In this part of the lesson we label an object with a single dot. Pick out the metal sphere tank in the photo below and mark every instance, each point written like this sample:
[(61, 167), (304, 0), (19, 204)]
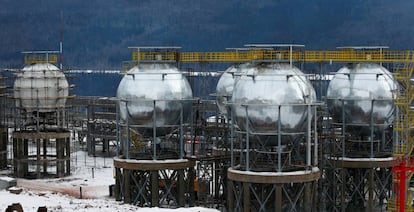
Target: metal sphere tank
[(145, 84), (265, 86), (361, 87), (225, 85), (41, 87)]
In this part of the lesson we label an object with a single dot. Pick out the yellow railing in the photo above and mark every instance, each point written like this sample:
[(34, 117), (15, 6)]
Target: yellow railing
[(37, 58), (347, 55)]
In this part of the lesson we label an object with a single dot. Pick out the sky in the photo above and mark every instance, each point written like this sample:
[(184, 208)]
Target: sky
[(96, 33)]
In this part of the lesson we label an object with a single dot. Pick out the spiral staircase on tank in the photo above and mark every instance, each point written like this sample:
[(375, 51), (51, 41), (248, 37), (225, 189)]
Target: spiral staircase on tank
[(403, 170)]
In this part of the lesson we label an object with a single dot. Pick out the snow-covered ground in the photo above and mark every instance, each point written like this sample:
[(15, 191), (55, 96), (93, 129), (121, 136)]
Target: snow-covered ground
[(92, 175)]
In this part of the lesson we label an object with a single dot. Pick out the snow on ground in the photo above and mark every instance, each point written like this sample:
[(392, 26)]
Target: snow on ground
[(91, 174)]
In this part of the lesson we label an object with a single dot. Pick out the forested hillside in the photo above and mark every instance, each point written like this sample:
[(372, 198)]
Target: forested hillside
[(96, 33)]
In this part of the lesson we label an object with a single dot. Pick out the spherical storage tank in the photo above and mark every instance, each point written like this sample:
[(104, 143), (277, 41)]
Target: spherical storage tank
[(264, 87), (356, 88), (41, 87), (225, 85), (158, 83)]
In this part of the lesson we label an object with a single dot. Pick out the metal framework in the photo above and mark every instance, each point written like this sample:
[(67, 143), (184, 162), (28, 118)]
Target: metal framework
[(404, 143), (377, 175)]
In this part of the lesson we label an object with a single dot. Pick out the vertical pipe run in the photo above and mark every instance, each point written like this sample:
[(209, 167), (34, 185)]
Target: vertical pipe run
[(181, 132), (154, 132), (371, 123), (308, 137), (247, 141), (279, 141), (232, 139), (117, 128), (315, 134), (128, 140)]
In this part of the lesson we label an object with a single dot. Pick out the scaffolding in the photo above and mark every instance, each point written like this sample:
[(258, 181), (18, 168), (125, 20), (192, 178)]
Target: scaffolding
[(378, 174)]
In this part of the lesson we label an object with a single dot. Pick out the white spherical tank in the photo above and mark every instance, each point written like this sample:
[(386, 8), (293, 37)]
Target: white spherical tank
[(225, 85), (357, 90), (158, 83), (41, 87), (266, 86)]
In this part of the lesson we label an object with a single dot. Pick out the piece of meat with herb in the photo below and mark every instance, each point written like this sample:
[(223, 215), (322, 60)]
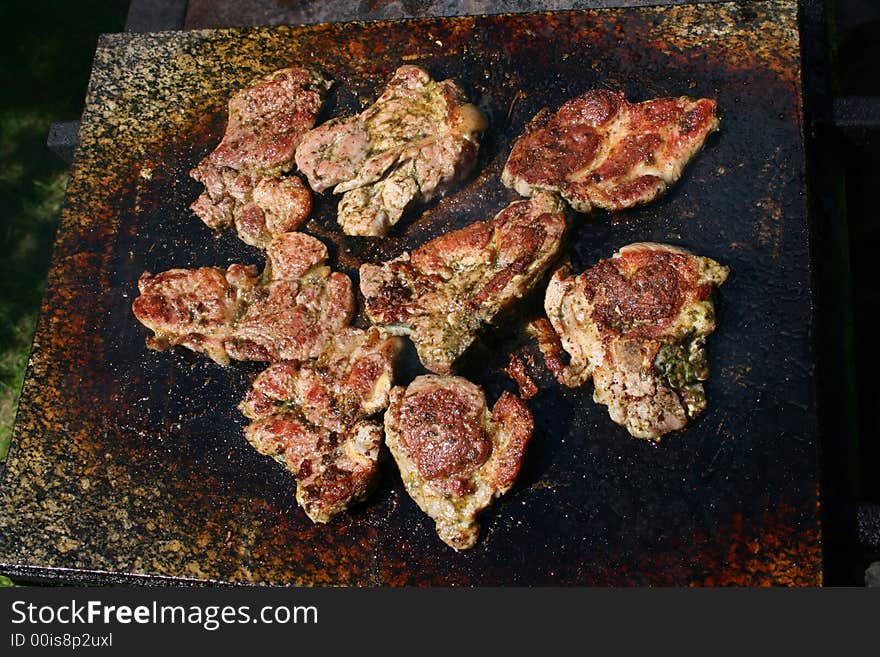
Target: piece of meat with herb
[(598, 150), (299, 307), (443, 293), (418, 139), (455, 456), (637, 323), (311, 417), (333, 470), (349, 382), (242, 176), (292, 310), (193, 308)]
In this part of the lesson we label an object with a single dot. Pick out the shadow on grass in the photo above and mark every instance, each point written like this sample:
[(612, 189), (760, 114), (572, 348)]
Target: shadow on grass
[(44, 67)]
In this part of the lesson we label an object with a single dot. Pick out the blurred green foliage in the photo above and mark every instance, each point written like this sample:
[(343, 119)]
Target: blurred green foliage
[(45, 61)]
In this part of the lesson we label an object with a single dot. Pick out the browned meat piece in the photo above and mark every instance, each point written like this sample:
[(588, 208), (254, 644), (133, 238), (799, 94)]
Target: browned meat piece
[(454, 457), (413, 143), (194, 308), (600, 151), (638, 323), (310, 417), (298, 309), (273, 207), (241, 176), (292, 311), (333, 470), (348, 382), (449, 288)]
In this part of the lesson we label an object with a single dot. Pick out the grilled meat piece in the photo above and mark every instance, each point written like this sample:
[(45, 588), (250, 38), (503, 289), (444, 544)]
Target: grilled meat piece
[(454, 457), (292, 311), (241, 176), (601, 151), (298, 309), (348, 382), (638, 323), (413, 143), (310, 417), (333, 470), (194, 308), (447, 289)]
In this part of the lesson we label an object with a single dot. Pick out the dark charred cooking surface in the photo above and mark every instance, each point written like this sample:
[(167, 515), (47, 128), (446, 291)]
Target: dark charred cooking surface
[(126, 460)]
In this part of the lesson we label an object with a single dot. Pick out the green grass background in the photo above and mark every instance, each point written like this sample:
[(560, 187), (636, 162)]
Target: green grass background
[(46, 51)]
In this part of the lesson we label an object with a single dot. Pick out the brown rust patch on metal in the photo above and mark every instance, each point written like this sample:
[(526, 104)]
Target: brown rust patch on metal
[(131, 462)]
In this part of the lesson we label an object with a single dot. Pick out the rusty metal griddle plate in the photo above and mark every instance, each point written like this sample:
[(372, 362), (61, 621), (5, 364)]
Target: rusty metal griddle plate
[(131, 462)]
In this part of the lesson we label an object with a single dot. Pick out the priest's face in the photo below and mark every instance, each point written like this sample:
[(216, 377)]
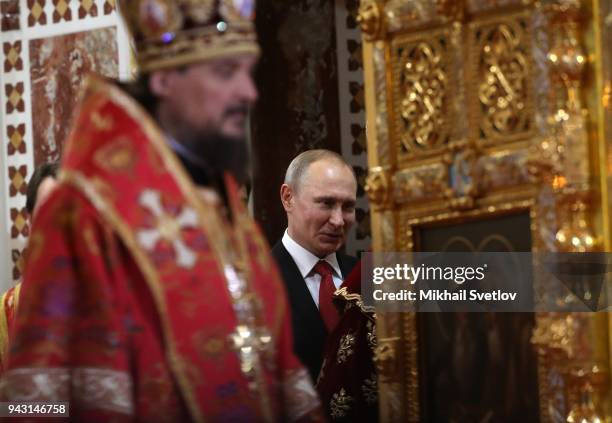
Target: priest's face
[(205, 107), (321, 208)]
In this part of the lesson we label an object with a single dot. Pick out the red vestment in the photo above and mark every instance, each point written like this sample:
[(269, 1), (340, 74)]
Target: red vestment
[(140, 301)]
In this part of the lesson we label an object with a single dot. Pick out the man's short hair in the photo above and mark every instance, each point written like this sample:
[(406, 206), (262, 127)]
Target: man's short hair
[(300, 164), (43, 171)]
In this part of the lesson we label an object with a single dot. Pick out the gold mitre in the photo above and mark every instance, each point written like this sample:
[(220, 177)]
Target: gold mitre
[(172, 33)]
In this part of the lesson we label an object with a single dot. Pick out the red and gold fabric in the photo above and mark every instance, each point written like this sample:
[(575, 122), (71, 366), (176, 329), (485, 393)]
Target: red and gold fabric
[(8, 308), (140, 300), (347, 383)]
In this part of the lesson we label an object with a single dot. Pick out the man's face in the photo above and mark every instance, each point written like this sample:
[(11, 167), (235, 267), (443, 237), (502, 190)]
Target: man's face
[(322, 210), (212, 97), (205, 107)]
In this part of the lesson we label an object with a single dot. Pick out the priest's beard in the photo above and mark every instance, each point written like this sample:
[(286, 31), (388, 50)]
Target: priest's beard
[(211, 154)]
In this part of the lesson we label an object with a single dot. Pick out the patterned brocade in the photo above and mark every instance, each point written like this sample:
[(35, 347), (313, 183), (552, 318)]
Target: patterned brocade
[(86, 388), (347, 383), (128, 304)]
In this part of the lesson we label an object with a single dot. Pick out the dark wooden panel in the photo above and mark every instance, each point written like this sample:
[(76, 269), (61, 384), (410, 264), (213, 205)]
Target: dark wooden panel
[(478, 367)]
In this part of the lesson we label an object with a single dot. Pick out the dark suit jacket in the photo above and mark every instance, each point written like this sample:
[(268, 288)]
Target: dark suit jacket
[(309, 332)]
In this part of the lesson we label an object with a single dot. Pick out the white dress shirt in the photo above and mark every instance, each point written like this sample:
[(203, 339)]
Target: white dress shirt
[(306, 261)]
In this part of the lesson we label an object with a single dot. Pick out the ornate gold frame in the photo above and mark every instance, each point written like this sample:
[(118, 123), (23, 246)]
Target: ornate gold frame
[(533, 137)]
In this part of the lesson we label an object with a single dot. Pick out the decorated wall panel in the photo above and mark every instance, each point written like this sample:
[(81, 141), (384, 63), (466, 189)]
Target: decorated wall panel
[(352, 114), (47, 49), (478, 110)]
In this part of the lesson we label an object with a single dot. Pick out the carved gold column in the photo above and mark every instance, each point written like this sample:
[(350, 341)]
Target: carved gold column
[(575, 346), (388, 354)]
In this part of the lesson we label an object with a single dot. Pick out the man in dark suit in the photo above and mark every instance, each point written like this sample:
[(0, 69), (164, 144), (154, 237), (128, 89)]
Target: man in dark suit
[(319, 197)]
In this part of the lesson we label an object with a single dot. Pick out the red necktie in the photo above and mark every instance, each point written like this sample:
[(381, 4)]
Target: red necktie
[(328, 310)]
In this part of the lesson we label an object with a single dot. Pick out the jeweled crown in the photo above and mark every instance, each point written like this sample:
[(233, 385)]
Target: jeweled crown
[(172, 33)]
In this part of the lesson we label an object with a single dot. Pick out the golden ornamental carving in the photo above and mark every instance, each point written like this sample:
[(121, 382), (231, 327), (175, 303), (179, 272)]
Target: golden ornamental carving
[(377, 187), (423, 85), (503, 90), (421, 183), (575, 234), (451, 9), (370, 19)]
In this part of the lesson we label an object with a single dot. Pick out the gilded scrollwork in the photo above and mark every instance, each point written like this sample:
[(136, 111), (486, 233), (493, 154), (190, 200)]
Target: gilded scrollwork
[(503, 90), (423, 97), (424, 82)]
■ ■ ■ ■ ■
• AIM
Convert everything from the line containing "out the snow-covered" down to the line containing "[(92, 175)]" into a JSON list of strings, one string per line, leaving out any blank lines.

• RESPONSE TO THE EXERCISE
[
  "In this part of the lesson we label an object with a single dot. Pick out the snow-covered ground in the photo above and mark every instance, each point written like this sample:",
  "[(15, 191), (55, 96), (93, 129), (121, 136)]",
  "Target: snow-covered ground",
  "[(92, 175)]"
]